Stored items from a collection:
start

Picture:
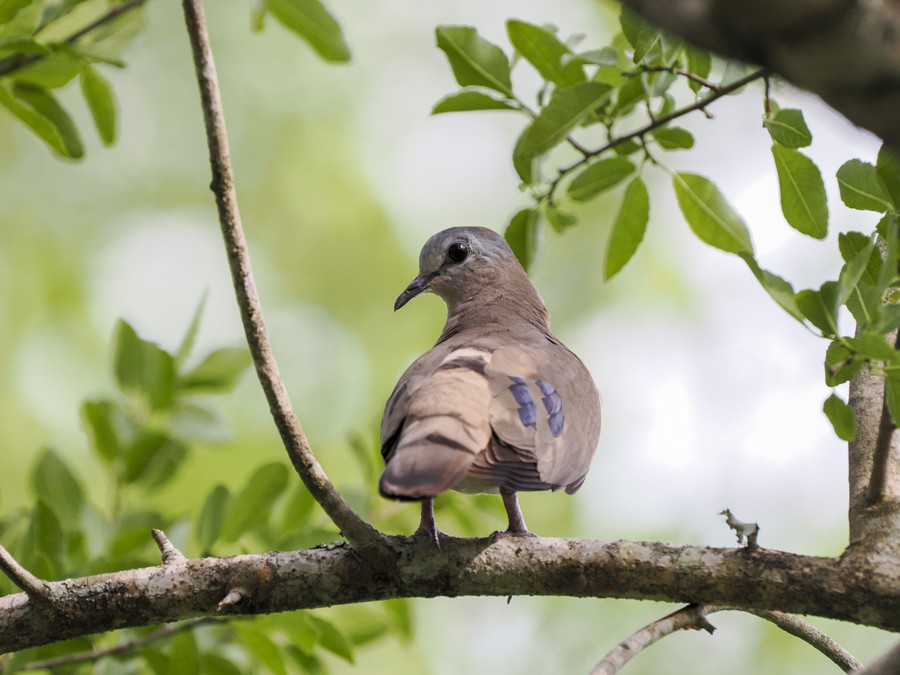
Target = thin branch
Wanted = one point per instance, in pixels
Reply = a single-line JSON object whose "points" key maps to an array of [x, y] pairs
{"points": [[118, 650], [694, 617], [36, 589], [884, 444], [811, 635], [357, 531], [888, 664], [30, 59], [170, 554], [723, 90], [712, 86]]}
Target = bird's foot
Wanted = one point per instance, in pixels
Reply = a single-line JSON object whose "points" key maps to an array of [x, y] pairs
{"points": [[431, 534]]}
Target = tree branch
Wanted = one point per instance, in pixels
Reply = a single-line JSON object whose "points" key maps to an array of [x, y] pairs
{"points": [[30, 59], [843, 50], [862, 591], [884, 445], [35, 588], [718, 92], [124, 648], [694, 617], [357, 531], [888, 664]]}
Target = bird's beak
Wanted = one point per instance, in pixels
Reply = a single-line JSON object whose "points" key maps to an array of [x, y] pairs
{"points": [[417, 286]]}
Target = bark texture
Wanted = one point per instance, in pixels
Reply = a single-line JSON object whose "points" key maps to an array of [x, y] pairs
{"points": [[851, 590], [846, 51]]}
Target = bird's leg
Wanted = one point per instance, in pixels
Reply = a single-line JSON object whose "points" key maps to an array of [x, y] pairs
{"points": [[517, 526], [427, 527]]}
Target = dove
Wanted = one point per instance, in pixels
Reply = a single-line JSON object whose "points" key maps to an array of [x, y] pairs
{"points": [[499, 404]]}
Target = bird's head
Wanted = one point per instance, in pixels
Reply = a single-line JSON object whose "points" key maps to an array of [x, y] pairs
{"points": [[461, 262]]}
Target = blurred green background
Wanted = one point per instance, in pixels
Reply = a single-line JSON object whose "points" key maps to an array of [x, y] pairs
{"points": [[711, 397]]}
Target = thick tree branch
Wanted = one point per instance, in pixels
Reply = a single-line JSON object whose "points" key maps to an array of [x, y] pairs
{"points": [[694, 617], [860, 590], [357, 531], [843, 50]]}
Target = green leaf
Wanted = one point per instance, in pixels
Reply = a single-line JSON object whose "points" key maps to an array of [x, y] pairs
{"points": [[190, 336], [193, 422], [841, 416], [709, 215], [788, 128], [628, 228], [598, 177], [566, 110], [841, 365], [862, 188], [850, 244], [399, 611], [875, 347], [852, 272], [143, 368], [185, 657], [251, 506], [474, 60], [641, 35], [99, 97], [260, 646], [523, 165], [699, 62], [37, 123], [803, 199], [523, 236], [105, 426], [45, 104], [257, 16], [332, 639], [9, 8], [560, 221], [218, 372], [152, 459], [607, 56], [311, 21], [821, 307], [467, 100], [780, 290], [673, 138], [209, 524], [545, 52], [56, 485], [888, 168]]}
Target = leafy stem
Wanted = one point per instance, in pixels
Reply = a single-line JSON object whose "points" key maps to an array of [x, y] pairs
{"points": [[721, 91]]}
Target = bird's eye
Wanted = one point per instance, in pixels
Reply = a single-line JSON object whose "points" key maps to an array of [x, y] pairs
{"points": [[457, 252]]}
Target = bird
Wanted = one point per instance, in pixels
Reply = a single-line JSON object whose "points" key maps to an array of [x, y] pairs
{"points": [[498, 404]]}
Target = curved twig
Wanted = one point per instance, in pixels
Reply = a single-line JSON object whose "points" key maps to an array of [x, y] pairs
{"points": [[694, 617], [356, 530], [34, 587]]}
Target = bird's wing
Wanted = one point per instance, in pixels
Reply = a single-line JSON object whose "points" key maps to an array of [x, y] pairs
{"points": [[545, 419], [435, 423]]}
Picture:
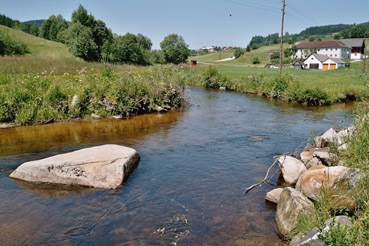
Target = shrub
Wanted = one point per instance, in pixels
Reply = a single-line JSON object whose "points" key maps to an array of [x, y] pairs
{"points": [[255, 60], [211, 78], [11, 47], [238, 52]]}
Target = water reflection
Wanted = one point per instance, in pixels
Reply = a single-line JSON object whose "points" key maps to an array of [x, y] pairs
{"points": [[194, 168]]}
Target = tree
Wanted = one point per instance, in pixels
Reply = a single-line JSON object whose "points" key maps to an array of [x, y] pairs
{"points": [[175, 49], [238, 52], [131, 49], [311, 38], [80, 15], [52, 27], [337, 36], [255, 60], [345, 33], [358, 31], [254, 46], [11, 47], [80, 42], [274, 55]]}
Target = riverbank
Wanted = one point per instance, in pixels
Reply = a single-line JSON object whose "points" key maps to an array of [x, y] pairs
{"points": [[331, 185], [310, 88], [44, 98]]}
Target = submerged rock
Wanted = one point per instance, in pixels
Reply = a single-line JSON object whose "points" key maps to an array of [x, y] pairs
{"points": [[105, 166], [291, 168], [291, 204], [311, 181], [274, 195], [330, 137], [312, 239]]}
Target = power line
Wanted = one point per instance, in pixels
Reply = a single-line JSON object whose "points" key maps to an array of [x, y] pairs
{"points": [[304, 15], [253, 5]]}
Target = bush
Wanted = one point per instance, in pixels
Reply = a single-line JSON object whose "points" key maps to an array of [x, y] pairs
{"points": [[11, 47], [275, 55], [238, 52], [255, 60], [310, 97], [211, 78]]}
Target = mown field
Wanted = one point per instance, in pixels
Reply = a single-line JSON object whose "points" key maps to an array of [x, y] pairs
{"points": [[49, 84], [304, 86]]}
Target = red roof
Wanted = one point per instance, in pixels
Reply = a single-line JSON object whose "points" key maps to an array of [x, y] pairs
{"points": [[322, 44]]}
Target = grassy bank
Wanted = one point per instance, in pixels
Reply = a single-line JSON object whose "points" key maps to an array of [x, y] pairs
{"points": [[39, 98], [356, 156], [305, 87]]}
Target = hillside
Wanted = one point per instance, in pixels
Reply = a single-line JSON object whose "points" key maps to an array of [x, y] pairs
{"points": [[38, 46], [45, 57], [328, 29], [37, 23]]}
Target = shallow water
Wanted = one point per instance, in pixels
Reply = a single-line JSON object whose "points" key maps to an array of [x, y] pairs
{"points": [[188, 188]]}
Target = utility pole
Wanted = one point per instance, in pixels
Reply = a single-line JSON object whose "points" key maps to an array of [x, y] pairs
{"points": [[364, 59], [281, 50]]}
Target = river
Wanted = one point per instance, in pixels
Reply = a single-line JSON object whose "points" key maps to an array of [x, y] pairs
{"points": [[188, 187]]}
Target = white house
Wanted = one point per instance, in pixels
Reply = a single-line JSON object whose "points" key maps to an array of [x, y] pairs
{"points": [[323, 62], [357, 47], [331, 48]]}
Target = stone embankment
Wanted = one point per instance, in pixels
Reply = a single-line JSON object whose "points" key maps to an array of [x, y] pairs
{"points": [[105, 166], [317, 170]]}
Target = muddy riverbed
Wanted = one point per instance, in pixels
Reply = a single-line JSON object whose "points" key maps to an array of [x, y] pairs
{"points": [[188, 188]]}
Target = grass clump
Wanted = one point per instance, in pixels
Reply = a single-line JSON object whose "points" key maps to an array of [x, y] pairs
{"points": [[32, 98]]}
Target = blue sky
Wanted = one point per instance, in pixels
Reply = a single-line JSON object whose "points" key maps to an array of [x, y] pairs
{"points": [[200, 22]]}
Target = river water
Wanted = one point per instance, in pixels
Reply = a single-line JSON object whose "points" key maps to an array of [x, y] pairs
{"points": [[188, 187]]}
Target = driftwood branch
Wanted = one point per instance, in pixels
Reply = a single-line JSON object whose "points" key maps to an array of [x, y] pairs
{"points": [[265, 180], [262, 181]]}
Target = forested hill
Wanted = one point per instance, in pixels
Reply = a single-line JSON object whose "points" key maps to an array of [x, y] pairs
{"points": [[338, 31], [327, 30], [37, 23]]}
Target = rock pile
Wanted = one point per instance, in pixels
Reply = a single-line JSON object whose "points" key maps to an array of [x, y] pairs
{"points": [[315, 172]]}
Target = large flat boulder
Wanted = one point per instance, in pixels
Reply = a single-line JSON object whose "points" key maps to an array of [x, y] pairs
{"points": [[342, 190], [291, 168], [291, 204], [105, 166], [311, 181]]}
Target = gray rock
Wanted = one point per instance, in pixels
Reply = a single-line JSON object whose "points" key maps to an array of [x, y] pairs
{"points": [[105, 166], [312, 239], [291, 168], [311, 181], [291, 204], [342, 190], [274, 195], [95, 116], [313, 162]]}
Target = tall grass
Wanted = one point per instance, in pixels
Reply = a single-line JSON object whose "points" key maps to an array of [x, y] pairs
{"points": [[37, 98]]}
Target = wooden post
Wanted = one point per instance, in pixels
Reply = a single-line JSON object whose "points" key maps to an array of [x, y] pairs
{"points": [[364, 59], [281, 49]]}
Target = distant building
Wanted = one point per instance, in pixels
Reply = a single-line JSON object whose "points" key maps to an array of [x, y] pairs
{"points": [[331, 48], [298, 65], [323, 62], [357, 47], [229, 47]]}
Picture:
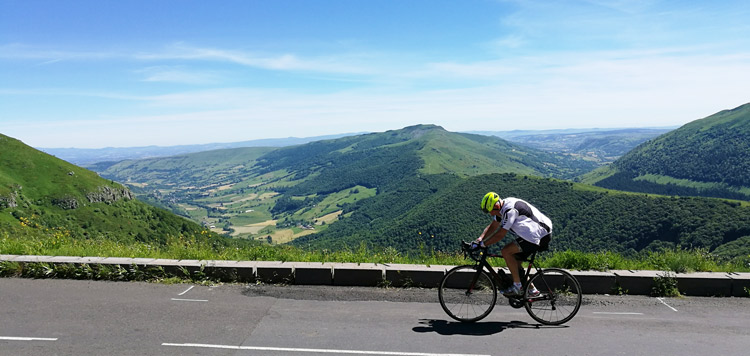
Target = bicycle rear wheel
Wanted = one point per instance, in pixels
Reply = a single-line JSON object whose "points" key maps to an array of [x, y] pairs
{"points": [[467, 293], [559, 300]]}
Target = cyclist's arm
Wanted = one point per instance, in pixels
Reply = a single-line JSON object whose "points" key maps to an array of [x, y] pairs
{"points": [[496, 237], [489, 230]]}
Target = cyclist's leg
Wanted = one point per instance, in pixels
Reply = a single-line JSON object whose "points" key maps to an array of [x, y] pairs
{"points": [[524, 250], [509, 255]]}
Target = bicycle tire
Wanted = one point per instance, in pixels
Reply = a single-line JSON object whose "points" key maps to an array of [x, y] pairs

end

Exercise aim: Take the line that contains "Target = gray rock" as the first and the last line of the records as the end, and please quote those lines exactly, pictures omitted.

Exercise output:
Target = gray rock
Wanted = one point per instance, in pixels
Reply = a single-line JSON object whose "points" key maps to an array of [x, y] pairs
{"points": [[105, 166], [312, 239], [291, 168], [311, 181], [291, 204], [342, 190], [274, 195], [95, 116], [313, 162]]}
Target = tall grass
Wanted = one point per instance, in pixels
Reply = a single-line JSON object whose "points" key maps to an array of [x, y] pairs
{"points": [[37, 98]]}
Target = wooden post
Wanted = one point per instance, in pixels
Reply = a single-line JSON object whose "points" key maps to an array of [x, y] pairs
{"points": [[364, 59], [281, 49]]}
Target = distant building
Wanted = one point per instance, in pixels
Reply = a single-line JSON object whose "points" key maps to an array of [x, y] pairs
{"points": [[331, 48], [298, 65], [323, 62], [357, 47], [229, 47]]}
Picture:
Target = bicycle rear wheel
Wanted = one point per instance, in pixels
Reply = a single-line JSON object whose "points" key maps to an array of [x, y] pairs
{"points": [[467, 293], [559, 300]]}
Target = cyclist's arm
Wanted = one point per instance, in pixels
Reply = a single-line JSON object whose "points" key maps to an array of [x, y] pairs
{"points": [[496, 237], [489, 230]]}
Target = cyclist's leg
Wanted = one point per instance, in pixels
Reply = a single-line JSON object whose "points" key maps to an array of [x, y] pairs
{"points": [[524, 250], [509, 255]]}
Target = bicycle tire
Wanted = one point per instance, in pixels
Reply = a single-line JSON object whose "points" key maps to an array of [x, y] pairs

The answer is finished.